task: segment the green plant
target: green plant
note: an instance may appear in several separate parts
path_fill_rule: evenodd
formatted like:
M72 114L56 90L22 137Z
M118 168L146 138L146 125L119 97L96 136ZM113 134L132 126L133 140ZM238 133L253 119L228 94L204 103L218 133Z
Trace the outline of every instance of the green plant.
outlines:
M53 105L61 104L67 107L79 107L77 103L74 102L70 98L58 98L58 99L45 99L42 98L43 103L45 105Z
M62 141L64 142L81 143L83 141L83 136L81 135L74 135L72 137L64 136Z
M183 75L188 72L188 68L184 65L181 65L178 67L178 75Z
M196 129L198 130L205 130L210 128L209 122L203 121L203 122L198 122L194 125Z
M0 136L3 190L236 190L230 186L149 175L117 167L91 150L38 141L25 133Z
+++++
Can you convert every line of the data above into a Markdown table with the columns Row and Line, leaving out blank lines?

| Row | Line |
|---|---|
| 1 | task: segment the green plant |
| 2 | target: green plant |
| 3 | note: an instance may appear in several separate parts |
| 4 | path_fill_rule: evenodd |
| 5 | formatted like: |
| 6 | M72 114L56 90L22 137Z |
| 7 | M118 168L146 138L146 125L119 97L96 136ZM113 134L132 126L133 140ZM238 133L253 119L228 94L204 103L218 133Z |
| 8 | Trace the outline of every instance of the green plant. |
| 9 | outlines: |
| 10 | M53 105L61 104L67 107L79 107L77 103L74 102L70 98L58 98L58 99L45 99L42 98L43 103L45 105Z |
| 11 | M62 141L64 142L81 143L83 141L83 136L81 135L74 135L72 137L64 136Z |
| 12 | M183 75L188 72L188 68L184 65L181 65L178 67L178 75Z |
| 13 | M196 129L198 130L205 130L210 128L209 122L203 121L203 122L198 122L194 125Z |
| 14 | M0 136L3 190L236 190L230 186L149 175L117 167L91 150L38 141L25 133Z |